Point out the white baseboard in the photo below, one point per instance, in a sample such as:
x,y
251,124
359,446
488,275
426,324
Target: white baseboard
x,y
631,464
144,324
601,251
★ ★ ★ ★
THE PROBLEM
Please extract every line of the material above and copy it verbatim, keeping the original order.

SOLUTION FOR THIS TASK
Point out the white baseboard in the photo below, one point per instance, in a sample such as:
x,y
251,124
359,446
488,275
426,324
Target: white baseboard
x,y
631,464
144,324
601,251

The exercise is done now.